# WORK INSTRUCTION
Write out, word for word, the part of the Dataset Profiles page that opens with the words containing "Dataset Profiles are" and closes with "by a dataset.".

[READING PASSAGE — start]

Dataset Profiles

Dataset Profiles are one method CCOI uses to reduce barriers to accessing large-scale clinical datasets. Dataset Profiles highlight, summarize and aggregate information about and within a dataset. This provides key details to help researchers to understand the information provided by a dataset.

The CCOI provides three categories of information within a Dataset Profile:
  • Dataset Overview

    Provides general information about datasets including source information, features, descriptions, and other key details.

  • Basic Statistics

    Provides basic metrics of the dataset as a whole including overall population counts and counts by year, gender, etc.

  • Concept Counts

    Provides counts by individual concepts such as conditions, procedures, etc.

OMOP

To ensure uniformity of the dataset profiles and enable efficient interoperability of disparate datasets, the Observational Medical Outcomes Partnership (OMOP) Common Data Model (CDM) is used to harmonize each dataset alongside other datasets whenever an OMOP mapping does not exist.

[READING PASSAGE — finish]
[DATA SECTION — start]

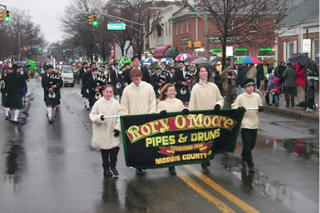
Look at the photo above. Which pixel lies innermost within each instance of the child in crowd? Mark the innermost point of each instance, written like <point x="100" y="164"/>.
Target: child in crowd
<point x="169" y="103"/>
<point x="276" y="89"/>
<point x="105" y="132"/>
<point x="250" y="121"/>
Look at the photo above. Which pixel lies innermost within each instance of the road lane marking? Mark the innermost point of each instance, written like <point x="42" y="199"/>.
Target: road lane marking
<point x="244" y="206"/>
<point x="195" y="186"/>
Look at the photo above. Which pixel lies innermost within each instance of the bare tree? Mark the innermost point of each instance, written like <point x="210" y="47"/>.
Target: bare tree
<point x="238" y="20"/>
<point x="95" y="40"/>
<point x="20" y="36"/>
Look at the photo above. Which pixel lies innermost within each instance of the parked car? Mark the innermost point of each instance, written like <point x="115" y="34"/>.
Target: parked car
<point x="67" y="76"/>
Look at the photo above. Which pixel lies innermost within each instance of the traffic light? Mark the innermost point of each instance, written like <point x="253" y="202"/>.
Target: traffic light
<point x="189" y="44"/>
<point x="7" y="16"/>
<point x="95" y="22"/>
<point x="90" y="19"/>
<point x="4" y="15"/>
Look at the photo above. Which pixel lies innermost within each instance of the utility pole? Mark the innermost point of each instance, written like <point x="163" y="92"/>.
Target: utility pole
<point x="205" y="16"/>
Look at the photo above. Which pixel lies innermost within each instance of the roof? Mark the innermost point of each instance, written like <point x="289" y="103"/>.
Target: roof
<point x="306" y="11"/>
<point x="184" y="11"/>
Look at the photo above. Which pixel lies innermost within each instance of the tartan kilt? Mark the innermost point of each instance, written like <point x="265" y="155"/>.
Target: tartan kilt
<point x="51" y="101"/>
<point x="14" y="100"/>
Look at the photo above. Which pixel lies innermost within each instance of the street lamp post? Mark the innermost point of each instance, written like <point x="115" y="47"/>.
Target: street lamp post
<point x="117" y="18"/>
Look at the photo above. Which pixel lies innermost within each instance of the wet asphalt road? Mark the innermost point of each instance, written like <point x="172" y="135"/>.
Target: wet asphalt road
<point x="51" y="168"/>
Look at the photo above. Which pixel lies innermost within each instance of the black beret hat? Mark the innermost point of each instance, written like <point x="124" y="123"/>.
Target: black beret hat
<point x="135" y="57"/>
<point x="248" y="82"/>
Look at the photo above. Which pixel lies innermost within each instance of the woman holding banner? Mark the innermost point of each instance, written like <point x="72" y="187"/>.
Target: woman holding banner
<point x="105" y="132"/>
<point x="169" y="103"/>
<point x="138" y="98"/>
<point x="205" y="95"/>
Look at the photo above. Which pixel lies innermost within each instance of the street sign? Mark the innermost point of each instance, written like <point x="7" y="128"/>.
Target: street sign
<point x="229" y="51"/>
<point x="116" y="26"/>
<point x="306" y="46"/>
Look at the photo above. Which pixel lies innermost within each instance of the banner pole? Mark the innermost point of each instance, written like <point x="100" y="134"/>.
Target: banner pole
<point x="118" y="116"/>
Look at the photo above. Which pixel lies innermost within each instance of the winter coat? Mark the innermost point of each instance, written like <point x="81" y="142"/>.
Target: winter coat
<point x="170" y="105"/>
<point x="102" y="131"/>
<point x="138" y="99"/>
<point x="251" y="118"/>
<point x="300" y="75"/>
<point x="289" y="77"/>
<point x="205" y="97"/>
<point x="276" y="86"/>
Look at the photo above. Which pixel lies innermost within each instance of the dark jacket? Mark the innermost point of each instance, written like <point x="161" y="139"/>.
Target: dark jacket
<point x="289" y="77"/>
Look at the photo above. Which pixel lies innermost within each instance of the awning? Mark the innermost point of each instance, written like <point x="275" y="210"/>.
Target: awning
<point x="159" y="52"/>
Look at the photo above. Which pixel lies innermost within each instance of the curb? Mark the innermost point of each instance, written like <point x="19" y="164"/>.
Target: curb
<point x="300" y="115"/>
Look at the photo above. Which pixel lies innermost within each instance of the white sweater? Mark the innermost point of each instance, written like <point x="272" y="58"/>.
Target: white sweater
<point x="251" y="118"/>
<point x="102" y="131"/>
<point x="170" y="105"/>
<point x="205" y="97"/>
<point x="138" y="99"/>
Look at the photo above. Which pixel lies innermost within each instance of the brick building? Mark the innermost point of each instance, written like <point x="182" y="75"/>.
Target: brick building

[DATA SECTION — finish]

# SOLUTION FOR THIS TASK
Dataset Profiles are one method CCOI uses to reduce barriers to accessing large-scale clinical datasets. Dataset Profiles highlight, summarize and aggregate information about and within a dataset. This provides key details to help researchers to understand the information provided by a dataset.